(Records excerpted from a collection)

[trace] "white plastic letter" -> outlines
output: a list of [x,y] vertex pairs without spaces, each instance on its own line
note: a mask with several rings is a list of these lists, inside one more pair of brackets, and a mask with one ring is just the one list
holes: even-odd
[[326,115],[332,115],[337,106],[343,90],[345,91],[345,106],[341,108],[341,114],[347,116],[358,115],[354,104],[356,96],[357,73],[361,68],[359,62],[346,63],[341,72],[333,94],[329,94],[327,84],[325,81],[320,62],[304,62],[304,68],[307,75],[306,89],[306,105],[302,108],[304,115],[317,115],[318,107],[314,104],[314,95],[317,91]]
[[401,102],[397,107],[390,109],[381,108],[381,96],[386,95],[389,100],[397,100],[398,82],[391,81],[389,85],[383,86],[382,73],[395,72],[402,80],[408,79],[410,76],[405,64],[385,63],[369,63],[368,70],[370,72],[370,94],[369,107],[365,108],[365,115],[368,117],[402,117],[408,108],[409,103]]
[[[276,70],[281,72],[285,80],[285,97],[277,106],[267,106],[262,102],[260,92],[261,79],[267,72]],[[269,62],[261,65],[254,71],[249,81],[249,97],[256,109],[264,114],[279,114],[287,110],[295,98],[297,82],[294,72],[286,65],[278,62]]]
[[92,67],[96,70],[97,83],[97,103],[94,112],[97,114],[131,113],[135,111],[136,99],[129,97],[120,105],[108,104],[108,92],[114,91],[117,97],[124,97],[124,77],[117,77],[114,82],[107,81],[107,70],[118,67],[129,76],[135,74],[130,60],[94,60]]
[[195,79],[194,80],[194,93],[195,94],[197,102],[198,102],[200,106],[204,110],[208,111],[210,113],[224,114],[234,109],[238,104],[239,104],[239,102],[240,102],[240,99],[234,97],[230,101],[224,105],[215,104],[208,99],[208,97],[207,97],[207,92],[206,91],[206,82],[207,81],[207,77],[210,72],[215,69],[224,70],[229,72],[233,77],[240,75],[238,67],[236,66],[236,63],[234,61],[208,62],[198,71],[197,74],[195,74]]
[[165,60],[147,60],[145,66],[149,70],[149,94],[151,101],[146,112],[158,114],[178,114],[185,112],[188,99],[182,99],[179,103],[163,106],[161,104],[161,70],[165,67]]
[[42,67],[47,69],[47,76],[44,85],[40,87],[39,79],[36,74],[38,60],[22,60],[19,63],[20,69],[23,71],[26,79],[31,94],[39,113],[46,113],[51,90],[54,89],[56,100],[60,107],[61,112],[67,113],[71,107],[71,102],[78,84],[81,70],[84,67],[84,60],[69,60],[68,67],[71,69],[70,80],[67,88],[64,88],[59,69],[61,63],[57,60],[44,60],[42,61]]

- WORK TO COMPLETE: Copy all of the records above word for word, reproducing every line without any change.

- ANSWER FOR THE TASK:
[trace] "white plastic letter" -> outlines
output: a list of [x,y] vertex pairs without spaces, each instance on its own line
note: a mask with several rings is a list of these lists, inside one more pair of brackets, and a mask with one ring is just the one list
holes: even-odd
[[326,115],[332,115],[337,106],[343,90],[345,91],[345,106],[341,108],[341,114],[347,116],[358,115],[354,104],[356,96],[357,73],[361,68],[359,62],[346,63],[341,72],[333,94],[329,94],[327,84],[325,81],[320,62],[304,62],[304,68],[307,75],[306,89],[306,105],[302,108],[304,115],[317,115],[318,107],[314,104],[314,95],[317,91]]
[[401,102],[397,107],[390,109],[381,108],[381,96],[386,95],[389,100],[397,100],[398,82],[391,81],[389,85],[383,86],[382,73],[395,72],[402,80],[408,79],[410,76],[405,64],[385,63],[369,63],[368,70],[370,72],[370,94],[369,107],[365,108],[365,115],[368,117],[402,117],[408,108],[409,103]]
[[[276,70],[281,72],[285,80],[285,97],[277,106],[267,106],[262,102],[260,92],[261,79],[267,72]],[[269,62],[261,65],[254,71],[249,81],[249,97],[256,109],[264,114],[279,114],[287,110],[295,98],[297,82],[294,72],[286,65],[278,62]]]
[[92,67],[96,70],[97,83],[97,103],[94,112],[97,114],[131,113],[135,111],[136,99],[129,97],[120,105],[108,104],[108,92],[114,91],[117,97],[124,97],[124,77],[117,77],[114,82],[107,81],[107,70],[118,67],[129,76],[135,74],[130,60],[94,60]]
[[195,79],[194,80],[194,93],[195,94],[197,102],[198,102],[200,106],[204,110],[208,111],[210,113],[224,114],[234,109],[238,104],[239,104],[239,102],[240,102],[240,99],[234,97],[230,101],[224,105],[215,104],[208,99],[208,97],[207,97],[207,92],[206,91],[206,82],[207,81],[207,77],[210,72],[215,69],[224,70],[229,72],[233,77],[240,75],[238,67],[236,66],[236,63],[234,61],[208,62],[198,71],[197,74],[195,74]]
[[165,60],[147,60],[145,66],[149,70],[149,94],[151,101],[146,112],[158,114],[178,114],[185,112],[188,99],[182,99],[179,103],[163,106],[161,104],[161,70],[165,67]]
[[42,67],[47,69],[47,76],[44,85],[40,87],[39,79],[36,74],[38,60],[22,60],[19,63],[20,69],[23,71],[26,79],[31,94],[39,113],[46,113],[51,90],[54,89],[56,100],[60,107],[61,112],[67,113],[71,107],[71,102],[78,84],[81,70],[84,67],[84,60],[69,60],[68,67],[71,69],[70,80],[67,88],[64,88],[59,69],[61,63],[57,60],[44,60],[42,61]]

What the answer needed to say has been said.